Work instructions:
Copy the lines of the data below word for word, starting at the line that contains "Mark the yellow" and continuing through the end of the data, both ends included.

[Coordinate labeling data]
■ ■ ■

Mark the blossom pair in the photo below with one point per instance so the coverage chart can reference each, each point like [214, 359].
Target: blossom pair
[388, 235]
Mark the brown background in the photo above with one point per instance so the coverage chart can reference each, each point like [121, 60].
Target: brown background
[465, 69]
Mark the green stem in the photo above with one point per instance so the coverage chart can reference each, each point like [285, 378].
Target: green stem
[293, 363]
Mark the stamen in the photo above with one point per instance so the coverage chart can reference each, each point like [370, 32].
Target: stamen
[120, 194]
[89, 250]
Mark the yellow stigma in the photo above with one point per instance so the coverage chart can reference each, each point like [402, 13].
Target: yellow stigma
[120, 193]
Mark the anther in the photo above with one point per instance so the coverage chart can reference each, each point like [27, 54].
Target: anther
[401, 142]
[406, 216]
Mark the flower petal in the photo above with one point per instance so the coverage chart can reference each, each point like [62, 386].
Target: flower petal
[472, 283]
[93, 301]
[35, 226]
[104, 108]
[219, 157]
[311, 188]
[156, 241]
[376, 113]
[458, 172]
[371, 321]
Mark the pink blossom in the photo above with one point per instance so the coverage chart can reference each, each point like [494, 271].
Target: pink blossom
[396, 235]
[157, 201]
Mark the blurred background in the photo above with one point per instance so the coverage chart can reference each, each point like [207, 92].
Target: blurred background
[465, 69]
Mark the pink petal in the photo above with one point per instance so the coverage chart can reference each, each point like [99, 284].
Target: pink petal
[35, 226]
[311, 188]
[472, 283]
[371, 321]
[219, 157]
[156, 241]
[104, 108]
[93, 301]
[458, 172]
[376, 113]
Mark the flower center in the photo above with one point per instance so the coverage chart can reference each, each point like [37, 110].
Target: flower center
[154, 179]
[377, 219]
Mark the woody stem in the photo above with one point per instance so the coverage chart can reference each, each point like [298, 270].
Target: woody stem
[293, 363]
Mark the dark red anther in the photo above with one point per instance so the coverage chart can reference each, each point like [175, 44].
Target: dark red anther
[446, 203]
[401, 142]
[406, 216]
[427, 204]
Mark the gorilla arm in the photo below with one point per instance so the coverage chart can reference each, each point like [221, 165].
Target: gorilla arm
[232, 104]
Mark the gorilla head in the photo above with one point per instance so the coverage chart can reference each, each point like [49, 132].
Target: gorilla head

■ ■ ■

The output:
Mark the yellow stigma in the photo above with one point per instance so the coverage chart can reference each, each point like [402, 13].
Target: yellow stigma
[120, 193]
Mark the anther in the photo above with one point per instance so the coverage chart can reference each, each point like [27, 54].
Target: anther
[401, 142]
[406, 216]
Mark the flower petal in the photo above with one point per instance so the coverage chart can reference each, each point like [62, 386].
Target: flower petal
[472, 283]
[93, 301]
[35, 226]
[104, 108]
[219, 157]
[311, 188]
[156, 241]
[376, 113]
[458, 172]
[371, 321]
Mark the pink blossom in the photo above with one point per instance so the coverage chart can reference each, each point like [494, 271].
Target: pink blossom
[396, 235]
[157, 201]
Mark the blurred background in the photo above with one point per instance so the coverage chart can reference each, each point like [207, 92].
Target: blurred background
[465, 69]
Mark the pink petal in the photo above with one point per instance so the coverage chart can reference each, each point like [99, 284].
Target: pink petal
[35, 226]
[311, 188]
[472, 283]
[371, 321]
[219, 157]
[156, 241]
[104, 108]
[93, 301]
[458, 172]
[376, 113]
Mark the flower center in the photo above with one point per instance so the coverage chart can reference each, each point like [37, 110].
Target: flower center
[154, 179]
[377, 219]
Mark the woody stem in the photo above with one point per instance so the coverage chart can reference each, each point like [298, 270].
Target: woody stem
[293, 363]
Mark the dark red anther in the photo above with one point per instance so the coverage chart can reference each, each point like [175, 44].
Target: dark red anther
[446, 203]
[401, 142]
[406, 216]
[427, 204]
Mark the gorilla arm in the photo below with one point per instance so the coverage chart can reference each, each point like [221, 165].
Target: gorilla arm
[232, 104]
Mark the gorilla head in the photo above with one point per instance so the coverage chart can reference each, each point like [49, 132].
Target: gorilla head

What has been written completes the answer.